**Work required**
Repeat exactly, and only, the lines from the one holding "find black tank" through the last line of the records below.

**Input rows**
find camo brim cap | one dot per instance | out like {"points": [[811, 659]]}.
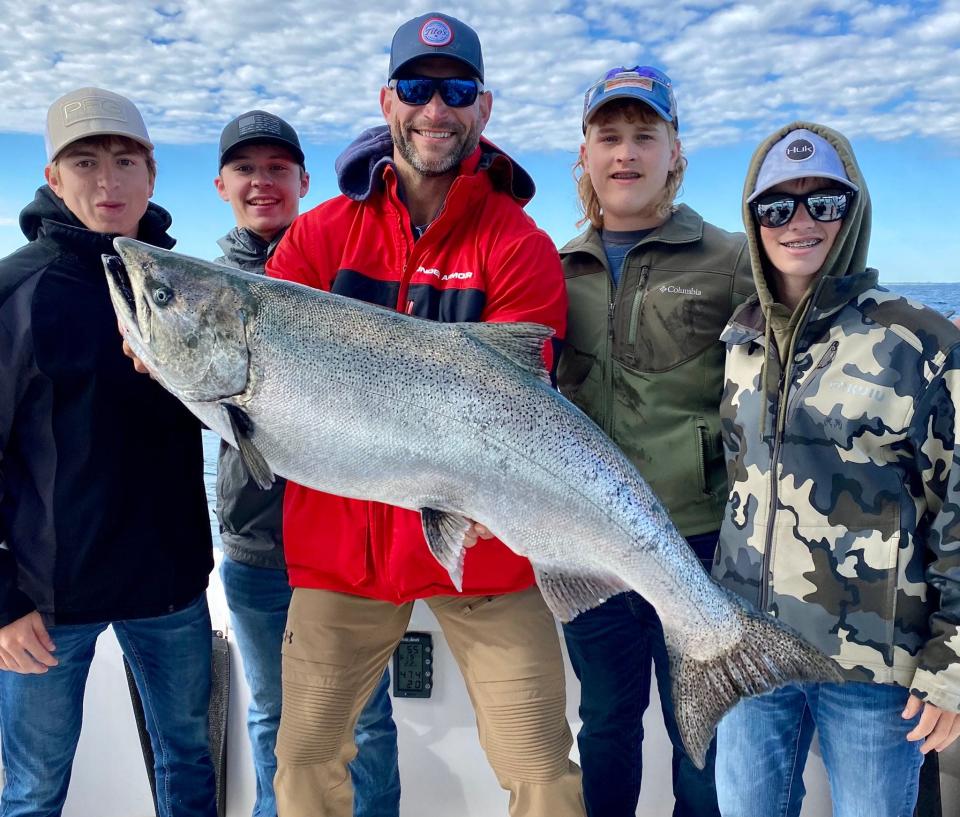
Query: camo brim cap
{"points": [[92, 112]]}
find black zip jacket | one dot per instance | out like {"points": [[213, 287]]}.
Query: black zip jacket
{"points": [[103, 513]]}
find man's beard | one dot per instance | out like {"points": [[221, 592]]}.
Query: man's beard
{"points": [[441, 166]]}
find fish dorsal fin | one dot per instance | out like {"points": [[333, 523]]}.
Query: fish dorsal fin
{"points": [[242, 427], [569, 593], [521, 343], [444, 534]]}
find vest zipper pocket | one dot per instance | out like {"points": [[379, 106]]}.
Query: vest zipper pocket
{"points": [[701, 426], [638, 299]]}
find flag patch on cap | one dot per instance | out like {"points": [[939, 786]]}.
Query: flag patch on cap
{"points": [[799, 150], [436, 32], [635, 81], [259, 123]]}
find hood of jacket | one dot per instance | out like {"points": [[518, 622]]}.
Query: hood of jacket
{"points": [[360, 167], [847, 257], [244, 249], [844, 273], [47, 216]]}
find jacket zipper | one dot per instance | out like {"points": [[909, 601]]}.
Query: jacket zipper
{"points": [[608, 368], [772, 508], [824, 361]]}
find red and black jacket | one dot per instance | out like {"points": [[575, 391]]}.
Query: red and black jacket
{"points": [[481, 259]]}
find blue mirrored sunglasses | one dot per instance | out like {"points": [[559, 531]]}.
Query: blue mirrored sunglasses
{"points": [[456, 92], [777, 209]]}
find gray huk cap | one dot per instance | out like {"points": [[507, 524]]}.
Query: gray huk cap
{"points": [[435, 35], [92, 112]]}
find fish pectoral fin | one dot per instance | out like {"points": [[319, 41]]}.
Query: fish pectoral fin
{"points": [[569, 593], [521, 343], [242, 427], [444, 533]]}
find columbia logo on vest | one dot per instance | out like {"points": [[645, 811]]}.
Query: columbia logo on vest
{"points": [[670, 289]]}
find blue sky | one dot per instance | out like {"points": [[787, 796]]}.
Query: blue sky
{"points": [[884, 73]]}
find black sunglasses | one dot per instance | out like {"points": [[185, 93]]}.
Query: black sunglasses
{"points": [[776, 209], [456, 92]]}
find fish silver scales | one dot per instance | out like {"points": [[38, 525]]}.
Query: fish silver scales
{"points": [[456, 421]]}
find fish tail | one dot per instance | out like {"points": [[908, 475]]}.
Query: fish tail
{"points": [[769, 654]]}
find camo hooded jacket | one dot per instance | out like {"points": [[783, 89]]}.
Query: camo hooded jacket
{"points": [[840, 423]]}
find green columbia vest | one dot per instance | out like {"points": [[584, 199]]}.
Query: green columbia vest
{"points": [[645, 361]]}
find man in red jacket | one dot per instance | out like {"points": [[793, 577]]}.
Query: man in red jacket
{"points": [[430, 223]]}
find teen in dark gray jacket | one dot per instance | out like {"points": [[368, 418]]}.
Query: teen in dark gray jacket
{"points": [[262, 176]]}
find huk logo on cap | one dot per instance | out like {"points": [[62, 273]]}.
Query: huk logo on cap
{"points": [[436, 32], [799, 150]]}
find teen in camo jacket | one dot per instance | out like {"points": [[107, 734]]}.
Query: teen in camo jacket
{"points": [[840, 426]]}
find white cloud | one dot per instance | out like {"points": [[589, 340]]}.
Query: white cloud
{"points": [[880, 69]]}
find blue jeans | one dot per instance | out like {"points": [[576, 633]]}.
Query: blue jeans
{"points": [[40, 715], [258, 599], [611, 648], [762, 746]]}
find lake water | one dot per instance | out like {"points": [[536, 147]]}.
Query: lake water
{"points": [[944, 298]]}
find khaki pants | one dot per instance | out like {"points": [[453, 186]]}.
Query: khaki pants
{"points": [[334, 652]]}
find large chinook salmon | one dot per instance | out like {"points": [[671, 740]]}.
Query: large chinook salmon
{"points": [[457, 421]]}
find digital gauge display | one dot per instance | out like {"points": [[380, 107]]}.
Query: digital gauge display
{"points": [[413, 666]]}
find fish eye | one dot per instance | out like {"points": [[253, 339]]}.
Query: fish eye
{"points": [[162, 296]]}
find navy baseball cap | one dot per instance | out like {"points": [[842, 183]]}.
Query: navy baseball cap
{"points": [[642, 83], [435, 35], [801, 153], [259, 127]]}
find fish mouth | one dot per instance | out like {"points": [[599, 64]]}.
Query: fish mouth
{"points": [[120, 278]]}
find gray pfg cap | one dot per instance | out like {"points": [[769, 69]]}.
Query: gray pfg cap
{"points": [[801, 153], [435, 35], [259, 127], [92, 112]]}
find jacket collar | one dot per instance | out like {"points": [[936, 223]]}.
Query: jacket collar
{"points": [[246, 249], [48, 217], [684, 226], [748, 321]]}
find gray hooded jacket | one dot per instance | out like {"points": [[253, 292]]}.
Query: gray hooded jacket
{"points": [[251, 519]]}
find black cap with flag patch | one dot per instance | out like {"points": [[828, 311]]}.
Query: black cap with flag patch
{"points": [[259, 127]]}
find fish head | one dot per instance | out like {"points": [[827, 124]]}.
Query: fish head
{"points": [[185, 318]]}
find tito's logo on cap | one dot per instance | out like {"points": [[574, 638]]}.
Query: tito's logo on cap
{"points": [[436, 32], [799, 150]]}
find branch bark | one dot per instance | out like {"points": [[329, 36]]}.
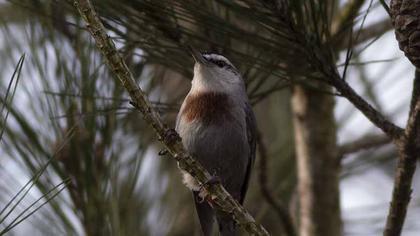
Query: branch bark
{"points": [[278, 207], [409, 153], [389, 128], [219, 197], [365, 142], [318, 168]]}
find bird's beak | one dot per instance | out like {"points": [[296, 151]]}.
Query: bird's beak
{"points": [[198, 57]]}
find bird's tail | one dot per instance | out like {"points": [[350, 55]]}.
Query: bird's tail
{"points": [[205, 215]]}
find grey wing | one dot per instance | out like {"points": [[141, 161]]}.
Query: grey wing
{"points": [[251, 128]]}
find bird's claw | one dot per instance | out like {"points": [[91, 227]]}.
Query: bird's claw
{"points": [[163, 152], [203, 193], [171, 136]]}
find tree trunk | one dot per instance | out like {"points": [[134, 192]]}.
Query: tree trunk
{"points": [[317, 164]]}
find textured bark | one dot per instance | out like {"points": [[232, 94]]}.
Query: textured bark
{"points": [[318, 168], [218, 197], [409, 150], [405, 18]]}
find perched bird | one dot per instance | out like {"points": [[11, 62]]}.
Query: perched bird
{"points": [[217, 127]]}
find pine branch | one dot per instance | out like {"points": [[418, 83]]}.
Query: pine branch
{"points": [[389, 128], [218, 196], [278, 207], [409, 153], [365, 142]]}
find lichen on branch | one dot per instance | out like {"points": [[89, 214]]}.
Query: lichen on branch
{"points": [[221, 199]]}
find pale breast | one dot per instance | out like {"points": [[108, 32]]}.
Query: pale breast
{"points": [[209, 107]]}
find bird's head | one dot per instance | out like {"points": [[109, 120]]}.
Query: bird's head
{"points": [[215, 73]]}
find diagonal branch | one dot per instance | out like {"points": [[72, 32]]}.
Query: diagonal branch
{"points": [[365, 142], [219, 197], [390, 129]]}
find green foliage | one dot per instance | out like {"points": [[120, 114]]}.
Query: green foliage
{"points": [[72, 120]]}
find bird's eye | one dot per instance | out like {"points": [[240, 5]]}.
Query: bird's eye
{"points": [[220, 63]]}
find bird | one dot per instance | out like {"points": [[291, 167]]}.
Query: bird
{"points": [[218, 128]]}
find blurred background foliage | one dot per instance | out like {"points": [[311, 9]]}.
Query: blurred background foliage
{"points": [[70, 121]]}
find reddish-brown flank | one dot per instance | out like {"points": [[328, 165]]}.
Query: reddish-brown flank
{"points": [[208, 107]]}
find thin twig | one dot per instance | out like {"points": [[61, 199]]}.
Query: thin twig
{"points": [[389, 128], [219, 197]]}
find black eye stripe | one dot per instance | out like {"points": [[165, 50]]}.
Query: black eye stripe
{"points": [[219, 63]]}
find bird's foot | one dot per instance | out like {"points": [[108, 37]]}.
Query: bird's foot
{"points": [[171, 136], [203, 193]]}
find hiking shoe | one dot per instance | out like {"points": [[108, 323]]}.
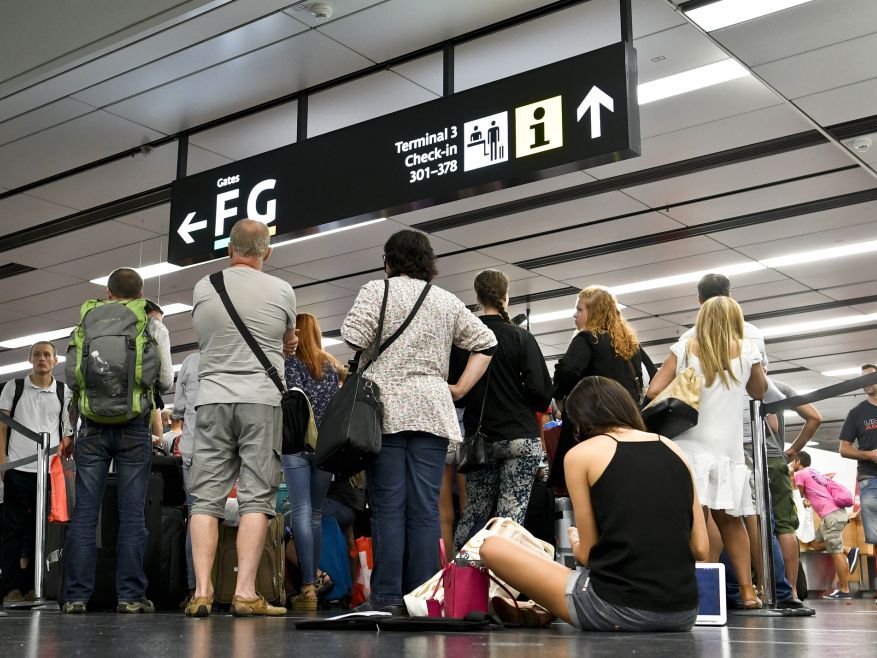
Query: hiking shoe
{"points": [[199, 606], [133, 607], [853, 558], [258, 606]]}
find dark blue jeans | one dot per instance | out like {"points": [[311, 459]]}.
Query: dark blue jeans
{"points": [[403, 491], [130, 446]]}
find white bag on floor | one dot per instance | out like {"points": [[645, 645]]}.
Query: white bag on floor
{"points": [[806, 531], [416, 600]]}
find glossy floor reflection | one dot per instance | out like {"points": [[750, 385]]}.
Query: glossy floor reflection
{"points": [[839, 628]]}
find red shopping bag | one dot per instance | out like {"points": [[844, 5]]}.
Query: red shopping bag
{"points": [[62, 473], [362, 585]]}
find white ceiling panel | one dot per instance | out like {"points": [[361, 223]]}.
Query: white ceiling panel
{"points": [[704, 105], [841, 104], [204, 55], [668, 252], [571, 213], [395, 27], [773, 197], [833, 66], [775, 233], [562, 34], [42, 118], [253, 134], [22, 211], [361, 100], [630, 227], [701, 139], [808, 27], [745, 174], [68, 145], [296, 63], [113, 181]]}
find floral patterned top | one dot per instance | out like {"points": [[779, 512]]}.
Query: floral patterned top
{"points": [[319, 391], [413, 371]]}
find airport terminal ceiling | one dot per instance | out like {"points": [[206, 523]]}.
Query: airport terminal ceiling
{"points": [[762, 168]]}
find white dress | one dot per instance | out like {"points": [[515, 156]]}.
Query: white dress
{"points": [[715, 445]]}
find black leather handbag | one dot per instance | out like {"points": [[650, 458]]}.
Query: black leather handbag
{"points": [[293, 402], [350, 435], [473, 454]]}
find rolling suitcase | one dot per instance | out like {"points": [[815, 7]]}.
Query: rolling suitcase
{"points": [[269, 577]]}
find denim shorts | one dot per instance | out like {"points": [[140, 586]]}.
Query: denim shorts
{"points": [[588, 612]]}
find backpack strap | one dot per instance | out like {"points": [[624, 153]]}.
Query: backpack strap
{"points": [[218, 282]]}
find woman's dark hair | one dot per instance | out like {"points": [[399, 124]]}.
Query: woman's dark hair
{"points": [[598, 404], [491, 287], [409, 253]]}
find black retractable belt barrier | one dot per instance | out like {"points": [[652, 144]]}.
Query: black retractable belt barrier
{"points": [[42, 440], [762, 485]]}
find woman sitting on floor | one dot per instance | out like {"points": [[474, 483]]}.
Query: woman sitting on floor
{"points": [[637, 488]]}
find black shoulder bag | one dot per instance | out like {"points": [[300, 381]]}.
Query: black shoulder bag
{"points": [[293, 403], [473, 455], [350, 436]]}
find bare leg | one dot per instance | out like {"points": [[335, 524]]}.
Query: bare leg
{"points": [[542, 580], [789, 548], [205, 534], [736, 543], [446, 510], [251, 539]]}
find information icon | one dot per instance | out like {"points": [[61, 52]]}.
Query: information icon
{"points": [[539, 127], [486, 141]]}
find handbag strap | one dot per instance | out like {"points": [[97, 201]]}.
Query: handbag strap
{"points": [[218, 281], [377, 351]]}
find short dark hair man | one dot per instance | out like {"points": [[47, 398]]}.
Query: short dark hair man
{"points": [[238, 418], [858, 440], [129, 446], [39, 406]]}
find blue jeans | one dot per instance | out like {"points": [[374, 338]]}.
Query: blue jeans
{"points": [[868, 501], [130, 446], [784, 589], [403, 490], [306, 488]]}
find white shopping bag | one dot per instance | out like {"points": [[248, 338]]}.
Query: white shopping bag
{"points": [[416, 600]]}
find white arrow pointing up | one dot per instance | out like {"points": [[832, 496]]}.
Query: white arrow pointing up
{"points": [[595, 98], [188, 226]]}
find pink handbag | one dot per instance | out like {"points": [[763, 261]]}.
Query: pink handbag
{"points": [[465, 589]]}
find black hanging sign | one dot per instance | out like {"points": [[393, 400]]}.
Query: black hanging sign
{"points": [[573, 114]]}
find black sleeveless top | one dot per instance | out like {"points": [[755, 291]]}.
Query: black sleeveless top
{"points": [[643, 509]]}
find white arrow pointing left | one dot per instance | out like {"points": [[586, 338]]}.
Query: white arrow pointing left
{"points": [[188, 226], [595, 98]]}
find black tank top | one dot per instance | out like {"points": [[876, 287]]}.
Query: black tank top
{"points": [[643, 508]]}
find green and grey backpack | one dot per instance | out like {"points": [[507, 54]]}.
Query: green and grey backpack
{"points": [[113, 362]]}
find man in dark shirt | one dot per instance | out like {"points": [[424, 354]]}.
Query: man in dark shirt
{"points": [[858, 440]]}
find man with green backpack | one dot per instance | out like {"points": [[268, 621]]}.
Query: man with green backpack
{"points": [[117, 359]]}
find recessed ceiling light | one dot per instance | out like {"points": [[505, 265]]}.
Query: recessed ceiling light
{"points": [[26, 341], [698, 78], [722, 13]]}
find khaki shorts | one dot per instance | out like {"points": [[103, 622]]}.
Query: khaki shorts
{"points": [[234, 440], [830, 530]]}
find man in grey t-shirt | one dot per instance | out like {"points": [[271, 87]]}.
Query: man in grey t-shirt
{"points": [[238, 423]]}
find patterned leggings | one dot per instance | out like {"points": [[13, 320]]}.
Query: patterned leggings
{"points": [[504, 485]]}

**Task response**
find black tank top | one dot per instance | out like {"points": [[876, 287]]}.
Query: black tank top
{"points": [[643, 508]]}
find green and grey backpack | one dot per instance | out like {"points": [[507, 54]]}.
Query: green and grey backpack
{"points": [[113, 362]]}
find man in dark shirt | one dot per instance | out like {"points": [[424, 354]]}.
Query: man in dark shirt
{"points": [[858, 440]]}
find man with green backpack | one dot per instance | out like {"points": [[268, 621]]}.
Query: man with green backpack
{"points": [[117, 359]]}
find recessed ceiling light | one dot per instance | out like {"points": [[505, 265]]}.
Query: recessed ceiling light
{"points": [[26, 341], [698, 78], [722, 13]]}
find khaki shorts | one dot per instance | out like {"points": [[103, 622]]}.
Query: khaki shorts
{"points": [[234, 440], [830, 530]]}
find man in grey t-shirt | one dot per instance | out like {"points": [[271, 87]]}.
Query: man in grey t-shirt
{"points": [[238, 423]]}
find patterned leggings | one dot per instance | out like {"points": [[13, 320]]}.
Query: patterned leggings
{"points": [[504, 485]]}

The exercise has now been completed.